Stated task a: List every component named in the battery charging text below whose name ends with the word "unit," along with its reference number.

When it is determined at S606 that there exists data for the present temperature of the battery 110 and the present temperature of the electronic device 100 with “N” battery cycle, then at S610, the method may include reading average capacity from the battery profile and unusable capacity from the characteristics of the battery 110. In an embodiment, the charging current controlling unit 132(d) may be configured to read the average capacity from battery profile and unusable capacity from the characteristics of the battery 110.

At S612, the method may include calculating the optimized rate of charge based on the battery profile and unusable capacity from the characteristics of the battery 110. The unusable capacity may be calculated based on the present state of the battery 110 and the present state of the electronic device 100.

FIG. 7 is a flowchart illustrating a method for accumulating charging/discharging current using coulomb counting, according to an embodiment of the disclosure.

Current may be read positive when discharging the battery 110 and negative when charging the battery 110. The current and voltage of the battery 110 may be read synchronously and resolution may be determined based on conversion of analog values to digital values. FIG. 7 gives an example of counter which restarts when a voltage level is changed by “N” mV.

Referring to FIG. 7, at S702, the method may include accumulating the charging or discharging current. In an embodiment, the battery management system 130 may be configured to accumulate the charging or discharging current. Further, at S704, the method may include detecting changes in the voltage. Furthermore, at S706, the method may include storing data in a corresponding field (e.g., the battery profile) and set counter to zero.

FIG. 8 is a flowchart illustrating a method for creating the temperature profile based on the usage information of each application in the electronic device 100, according to an embodiment of the disclosure.

Referring to FIG. 8, at S802, the method may include detecting that a new application is accessed in the electronic device 100. In an embodiment, the application management unit 135 may be configured to detect that the new application is accessed in the electronic device 100.

At S804, the method may include obtain and store temperature at which the new application was accessed, by the temperature profile unit 132(b).

At S806, the method may include monitoring the temperature and current during running the new application, by the temperature profile unit 132(b. For example, the temperature profile unit 132(b) may be configured to record temperature and current for every “N” cycle during running the new application, and further determine average of changes in temperature and current during running the new application.

Stated task b: Copy out the rows from the line containing "indicate the reddish" down to the line containing "(176, 1369)", including both of those lines.

Records provided:
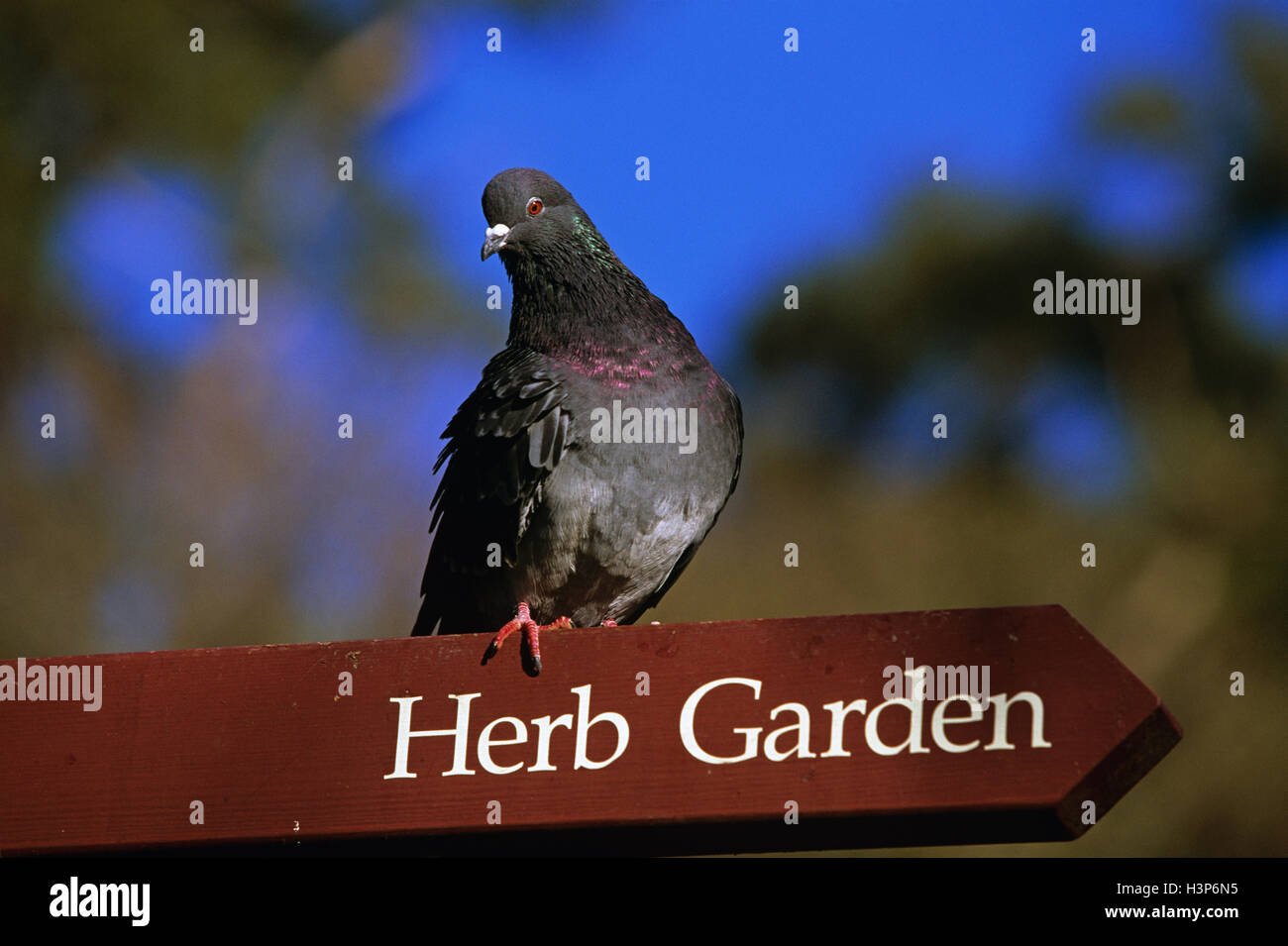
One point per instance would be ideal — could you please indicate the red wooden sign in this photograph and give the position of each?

---

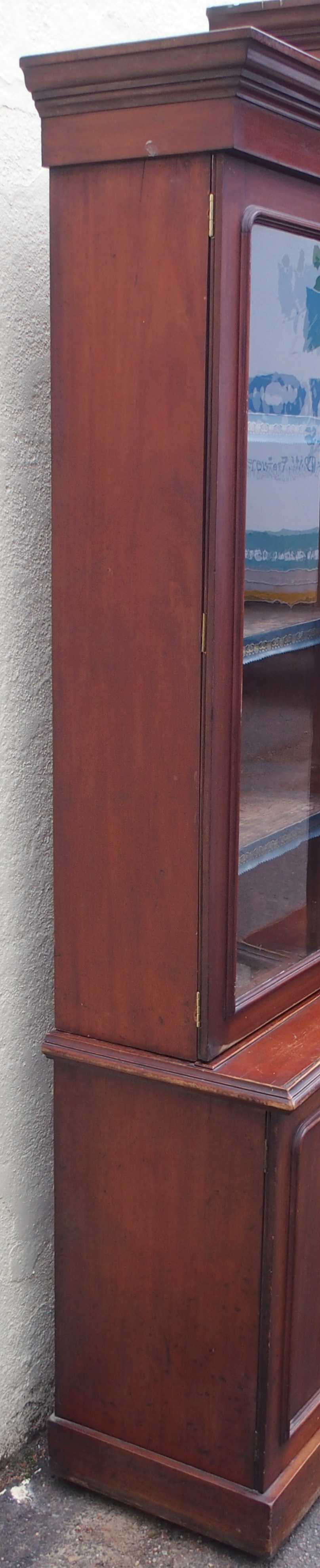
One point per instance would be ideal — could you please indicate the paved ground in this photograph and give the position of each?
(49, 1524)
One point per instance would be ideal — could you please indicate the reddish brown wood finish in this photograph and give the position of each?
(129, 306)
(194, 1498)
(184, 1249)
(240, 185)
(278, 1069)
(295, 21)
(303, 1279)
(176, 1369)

Worked solution a:
charging current controlling unit 132(d)
application management unit 135
temperature profile unit 132(b)

Worked solution b:
One point per instance would be ideal — could you please indicate the reddish brown wood finish in this photograph and give the position of each?
(129, 306)
(194, 1498)
(184, 1249)
(240, 185)
(278, 1069)
(295, 21)
(303, 1279)
(176, 1369)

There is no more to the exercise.